== WHAT THE EXERCISE ASKS ==
Once you find the line containing "112L425 110L417 115L434" in the data below, copy it and each following line exactly, up to and including the line containing "box: [13, 279, 304, 296]", and nothing else.

== INPUT DATA ==
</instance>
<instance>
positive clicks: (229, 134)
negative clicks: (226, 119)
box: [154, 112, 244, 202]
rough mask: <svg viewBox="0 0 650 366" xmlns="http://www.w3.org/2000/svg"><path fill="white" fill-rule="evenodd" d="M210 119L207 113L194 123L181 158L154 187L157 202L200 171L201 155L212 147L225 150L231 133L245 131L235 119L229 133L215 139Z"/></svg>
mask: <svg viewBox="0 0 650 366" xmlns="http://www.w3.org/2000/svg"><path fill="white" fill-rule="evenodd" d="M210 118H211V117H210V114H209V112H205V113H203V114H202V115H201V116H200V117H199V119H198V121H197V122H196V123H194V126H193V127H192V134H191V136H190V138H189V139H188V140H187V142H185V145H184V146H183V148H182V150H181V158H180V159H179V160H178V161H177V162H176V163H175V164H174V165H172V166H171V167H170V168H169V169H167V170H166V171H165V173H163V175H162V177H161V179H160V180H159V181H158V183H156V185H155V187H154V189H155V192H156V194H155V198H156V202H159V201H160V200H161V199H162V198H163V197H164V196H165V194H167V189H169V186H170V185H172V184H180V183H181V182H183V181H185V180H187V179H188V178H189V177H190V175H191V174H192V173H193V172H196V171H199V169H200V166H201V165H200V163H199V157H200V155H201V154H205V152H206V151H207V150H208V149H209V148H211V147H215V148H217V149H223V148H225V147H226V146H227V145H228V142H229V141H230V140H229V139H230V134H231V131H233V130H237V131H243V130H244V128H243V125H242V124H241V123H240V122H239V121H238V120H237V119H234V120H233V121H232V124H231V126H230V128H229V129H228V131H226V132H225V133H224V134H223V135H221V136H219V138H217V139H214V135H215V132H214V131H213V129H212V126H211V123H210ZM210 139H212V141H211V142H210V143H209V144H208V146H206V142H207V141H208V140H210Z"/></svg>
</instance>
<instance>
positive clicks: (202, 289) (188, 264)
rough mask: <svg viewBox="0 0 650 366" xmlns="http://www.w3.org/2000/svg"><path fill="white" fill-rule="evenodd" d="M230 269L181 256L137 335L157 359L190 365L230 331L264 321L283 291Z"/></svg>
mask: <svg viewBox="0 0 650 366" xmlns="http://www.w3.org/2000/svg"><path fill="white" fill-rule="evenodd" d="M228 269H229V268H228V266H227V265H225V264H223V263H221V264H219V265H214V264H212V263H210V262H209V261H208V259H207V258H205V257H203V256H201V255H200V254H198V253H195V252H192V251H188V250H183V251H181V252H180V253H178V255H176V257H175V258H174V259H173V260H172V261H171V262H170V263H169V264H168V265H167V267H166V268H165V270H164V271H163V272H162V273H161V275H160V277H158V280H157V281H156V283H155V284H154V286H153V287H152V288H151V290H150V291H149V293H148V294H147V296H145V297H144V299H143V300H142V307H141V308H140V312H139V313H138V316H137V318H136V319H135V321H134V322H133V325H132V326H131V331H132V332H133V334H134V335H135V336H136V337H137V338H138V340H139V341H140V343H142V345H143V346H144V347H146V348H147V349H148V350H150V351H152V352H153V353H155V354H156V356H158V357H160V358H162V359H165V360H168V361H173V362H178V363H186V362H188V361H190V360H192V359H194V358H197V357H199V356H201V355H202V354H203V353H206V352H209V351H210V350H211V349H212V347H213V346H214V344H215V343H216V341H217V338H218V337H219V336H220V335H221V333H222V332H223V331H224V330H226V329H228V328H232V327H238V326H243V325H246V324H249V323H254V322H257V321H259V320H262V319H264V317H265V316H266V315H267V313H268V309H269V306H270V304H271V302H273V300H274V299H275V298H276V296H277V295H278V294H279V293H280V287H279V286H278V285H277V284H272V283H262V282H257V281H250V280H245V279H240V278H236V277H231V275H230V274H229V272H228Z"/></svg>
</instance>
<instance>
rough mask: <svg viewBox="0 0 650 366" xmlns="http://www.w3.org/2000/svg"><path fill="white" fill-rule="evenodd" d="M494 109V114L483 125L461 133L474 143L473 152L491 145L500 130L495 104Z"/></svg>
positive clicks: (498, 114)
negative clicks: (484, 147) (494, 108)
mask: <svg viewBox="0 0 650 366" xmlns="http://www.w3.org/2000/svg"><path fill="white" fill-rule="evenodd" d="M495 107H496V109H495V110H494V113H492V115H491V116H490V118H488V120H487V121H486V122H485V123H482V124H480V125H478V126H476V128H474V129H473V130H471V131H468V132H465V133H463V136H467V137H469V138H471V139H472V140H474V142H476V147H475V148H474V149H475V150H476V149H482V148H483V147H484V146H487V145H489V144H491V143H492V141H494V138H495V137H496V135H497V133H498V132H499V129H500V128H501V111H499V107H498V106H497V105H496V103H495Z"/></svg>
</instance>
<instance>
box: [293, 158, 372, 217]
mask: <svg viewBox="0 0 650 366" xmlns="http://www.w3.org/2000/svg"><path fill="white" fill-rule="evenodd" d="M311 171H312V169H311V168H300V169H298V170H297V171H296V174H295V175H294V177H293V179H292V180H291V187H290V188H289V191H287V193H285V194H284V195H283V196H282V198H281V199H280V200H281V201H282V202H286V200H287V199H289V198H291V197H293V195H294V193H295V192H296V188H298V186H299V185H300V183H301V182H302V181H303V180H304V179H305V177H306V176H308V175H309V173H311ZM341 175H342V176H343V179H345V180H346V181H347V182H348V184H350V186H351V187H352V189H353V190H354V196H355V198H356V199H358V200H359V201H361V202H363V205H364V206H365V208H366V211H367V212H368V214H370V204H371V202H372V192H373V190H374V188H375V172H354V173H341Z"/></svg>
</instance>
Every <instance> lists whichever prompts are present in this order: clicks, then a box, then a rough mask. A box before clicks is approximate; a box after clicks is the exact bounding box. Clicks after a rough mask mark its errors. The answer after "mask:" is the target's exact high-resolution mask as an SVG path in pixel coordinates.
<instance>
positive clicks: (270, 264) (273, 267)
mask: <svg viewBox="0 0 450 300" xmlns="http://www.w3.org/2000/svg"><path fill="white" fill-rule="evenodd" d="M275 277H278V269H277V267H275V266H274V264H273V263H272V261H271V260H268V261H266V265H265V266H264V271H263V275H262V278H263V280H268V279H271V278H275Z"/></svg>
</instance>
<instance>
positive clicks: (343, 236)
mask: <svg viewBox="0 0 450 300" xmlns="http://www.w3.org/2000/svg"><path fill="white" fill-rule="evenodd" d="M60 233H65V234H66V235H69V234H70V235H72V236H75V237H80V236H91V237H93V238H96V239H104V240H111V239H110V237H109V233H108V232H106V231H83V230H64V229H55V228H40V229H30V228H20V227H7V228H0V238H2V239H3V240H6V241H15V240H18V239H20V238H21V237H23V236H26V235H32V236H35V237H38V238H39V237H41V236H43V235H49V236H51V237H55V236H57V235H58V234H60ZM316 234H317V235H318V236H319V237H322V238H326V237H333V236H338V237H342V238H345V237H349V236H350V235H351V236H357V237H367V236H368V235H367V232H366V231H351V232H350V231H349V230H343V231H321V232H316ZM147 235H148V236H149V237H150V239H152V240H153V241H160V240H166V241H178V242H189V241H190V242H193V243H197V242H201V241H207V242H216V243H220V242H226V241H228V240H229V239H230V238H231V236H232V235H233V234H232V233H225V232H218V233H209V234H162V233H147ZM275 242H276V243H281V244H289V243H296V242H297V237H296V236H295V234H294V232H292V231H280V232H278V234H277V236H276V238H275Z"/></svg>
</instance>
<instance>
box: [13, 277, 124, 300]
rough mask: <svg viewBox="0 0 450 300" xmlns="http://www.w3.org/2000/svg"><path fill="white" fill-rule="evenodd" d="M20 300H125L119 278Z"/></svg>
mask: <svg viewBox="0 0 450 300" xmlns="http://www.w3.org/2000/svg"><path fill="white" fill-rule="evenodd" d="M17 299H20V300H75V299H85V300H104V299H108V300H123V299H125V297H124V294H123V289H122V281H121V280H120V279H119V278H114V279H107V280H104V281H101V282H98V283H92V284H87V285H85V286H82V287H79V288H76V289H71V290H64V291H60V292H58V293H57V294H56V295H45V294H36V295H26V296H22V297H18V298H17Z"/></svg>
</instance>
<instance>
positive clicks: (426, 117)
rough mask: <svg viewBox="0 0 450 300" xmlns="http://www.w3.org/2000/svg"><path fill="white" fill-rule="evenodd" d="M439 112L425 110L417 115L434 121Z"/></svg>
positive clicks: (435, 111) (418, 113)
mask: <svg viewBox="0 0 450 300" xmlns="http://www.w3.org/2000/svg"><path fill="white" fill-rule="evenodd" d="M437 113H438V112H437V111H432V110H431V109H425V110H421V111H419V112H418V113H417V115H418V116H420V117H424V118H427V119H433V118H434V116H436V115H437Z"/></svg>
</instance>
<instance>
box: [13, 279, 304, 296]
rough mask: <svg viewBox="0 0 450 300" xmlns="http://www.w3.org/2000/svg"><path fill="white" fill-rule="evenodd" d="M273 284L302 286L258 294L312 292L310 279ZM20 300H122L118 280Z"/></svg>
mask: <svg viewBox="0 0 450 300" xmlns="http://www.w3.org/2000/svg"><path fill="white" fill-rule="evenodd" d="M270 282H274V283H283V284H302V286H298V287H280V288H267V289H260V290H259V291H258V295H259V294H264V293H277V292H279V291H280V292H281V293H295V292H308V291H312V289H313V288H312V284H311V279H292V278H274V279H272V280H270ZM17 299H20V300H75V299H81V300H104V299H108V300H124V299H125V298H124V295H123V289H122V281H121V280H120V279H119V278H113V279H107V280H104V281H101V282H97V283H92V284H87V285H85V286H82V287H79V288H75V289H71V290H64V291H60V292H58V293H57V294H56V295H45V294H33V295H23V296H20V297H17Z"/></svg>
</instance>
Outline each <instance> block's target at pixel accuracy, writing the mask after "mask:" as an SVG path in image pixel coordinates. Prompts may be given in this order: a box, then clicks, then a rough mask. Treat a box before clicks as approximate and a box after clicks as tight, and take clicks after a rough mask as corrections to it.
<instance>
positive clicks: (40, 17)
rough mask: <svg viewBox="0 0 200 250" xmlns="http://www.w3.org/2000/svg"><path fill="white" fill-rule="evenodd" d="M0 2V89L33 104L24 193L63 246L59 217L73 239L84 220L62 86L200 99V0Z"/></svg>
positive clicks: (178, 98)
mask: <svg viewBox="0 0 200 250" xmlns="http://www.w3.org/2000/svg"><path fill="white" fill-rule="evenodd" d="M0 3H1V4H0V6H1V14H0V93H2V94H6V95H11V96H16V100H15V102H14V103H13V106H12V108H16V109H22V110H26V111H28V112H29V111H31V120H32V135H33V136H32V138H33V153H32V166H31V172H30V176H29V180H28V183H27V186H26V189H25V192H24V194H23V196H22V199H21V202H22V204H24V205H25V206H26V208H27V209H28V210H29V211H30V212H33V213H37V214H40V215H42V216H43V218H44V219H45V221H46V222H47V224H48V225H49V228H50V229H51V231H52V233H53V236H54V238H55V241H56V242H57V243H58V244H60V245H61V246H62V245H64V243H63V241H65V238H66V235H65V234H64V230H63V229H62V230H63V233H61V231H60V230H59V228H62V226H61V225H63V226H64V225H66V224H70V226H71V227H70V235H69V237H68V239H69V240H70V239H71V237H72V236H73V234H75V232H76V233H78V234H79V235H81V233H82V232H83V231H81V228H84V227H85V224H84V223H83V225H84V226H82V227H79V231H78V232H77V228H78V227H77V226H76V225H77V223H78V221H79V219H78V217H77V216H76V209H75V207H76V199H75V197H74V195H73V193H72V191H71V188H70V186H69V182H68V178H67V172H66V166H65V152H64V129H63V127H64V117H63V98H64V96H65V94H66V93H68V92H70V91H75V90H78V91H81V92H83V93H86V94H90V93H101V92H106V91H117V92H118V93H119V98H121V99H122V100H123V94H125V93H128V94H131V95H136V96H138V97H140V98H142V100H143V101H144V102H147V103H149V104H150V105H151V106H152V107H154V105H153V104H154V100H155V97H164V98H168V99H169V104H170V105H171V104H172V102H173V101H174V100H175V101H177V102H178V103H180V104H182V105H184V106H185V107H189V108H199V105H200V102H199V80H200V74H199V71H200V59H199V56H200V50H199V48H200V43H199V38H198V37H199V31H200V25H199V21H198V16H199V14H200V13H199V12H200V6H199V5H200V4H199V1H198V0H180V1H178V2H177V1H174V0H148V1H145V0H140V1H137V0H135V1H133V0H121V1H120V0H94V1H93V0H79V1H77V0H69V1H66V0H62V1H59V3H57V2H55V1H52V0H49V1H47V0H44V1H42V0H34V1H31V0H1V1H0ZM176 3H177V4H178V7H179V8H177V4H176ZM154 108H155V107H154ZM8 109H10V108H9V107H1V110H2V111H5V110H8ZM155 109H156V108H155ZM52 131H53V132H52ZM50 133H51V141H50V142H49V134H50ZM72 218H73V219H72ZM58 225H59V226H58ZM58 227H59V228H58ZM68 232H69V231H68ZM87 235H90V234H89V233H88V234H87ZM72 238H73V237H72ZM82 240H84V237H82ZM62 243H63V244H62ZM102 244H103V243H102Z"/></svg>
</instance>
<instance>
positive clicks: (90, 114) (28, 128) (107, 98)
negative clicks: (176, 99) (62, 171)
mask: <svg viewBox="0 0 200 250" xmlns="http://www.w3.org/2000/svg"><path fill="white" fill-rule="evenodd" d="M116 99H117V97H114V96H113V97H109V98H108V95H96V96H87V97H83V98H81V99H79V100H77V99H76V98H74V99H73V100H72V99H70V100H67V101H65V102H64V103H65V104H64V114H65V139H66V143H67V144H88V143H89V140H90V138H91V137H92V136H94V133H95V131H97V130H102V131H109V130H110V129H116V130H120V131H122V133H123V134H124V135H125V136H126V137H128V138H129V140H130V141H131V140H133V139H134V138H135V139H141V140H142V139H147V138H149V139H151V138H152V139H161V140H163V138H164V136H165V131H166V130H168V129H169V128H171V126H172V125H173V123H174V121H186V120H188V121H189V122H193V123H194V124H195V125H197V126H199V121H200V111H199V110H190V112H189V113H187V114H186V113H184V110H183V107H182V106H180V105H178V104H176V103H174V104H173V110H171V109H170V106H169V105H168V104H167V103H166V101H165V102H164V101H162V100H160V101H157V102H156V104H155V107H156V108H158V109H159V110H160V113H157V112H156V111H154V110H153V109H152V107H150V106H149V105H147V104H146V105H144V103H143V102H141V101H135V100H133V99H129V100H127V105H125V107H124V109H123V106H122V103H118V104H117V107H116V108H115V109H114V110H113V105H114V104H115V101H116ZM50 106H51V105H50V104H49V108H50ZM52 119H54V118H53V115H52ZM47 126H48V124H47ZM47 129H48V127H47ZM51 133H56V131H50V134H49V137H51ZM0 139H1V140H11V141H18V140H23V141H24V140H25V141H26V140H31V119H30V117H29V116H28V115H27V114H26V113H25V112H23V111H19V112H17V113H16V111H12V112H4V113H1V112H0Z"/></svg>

== ANSWER SPACE ==
rough mask: <svg viewBox="0 0 450 300" xmlns="http://www.w3.org/2000/svg"><path fill="white" fill-rule="evenodd" d="M439 112L425 110L417 115L434 121Z"/></svg>
positive clicks: (435, 111) (418, 113)
mask: <svg viewBox="0 0 450 300" xmlns="http://www.w3.org/2000/svg"><path fill="white" fill-rule="evenodd" d="M437 113H438V112H437V111H432V110H431V109H425V110H421V111H419V112H418V113H417V115H418V116H420V117H424V118H427V119H433V118H434V116H436V115H437Z"/></svg>
</instance>
<instance>
box: [13, 279, 304, 296]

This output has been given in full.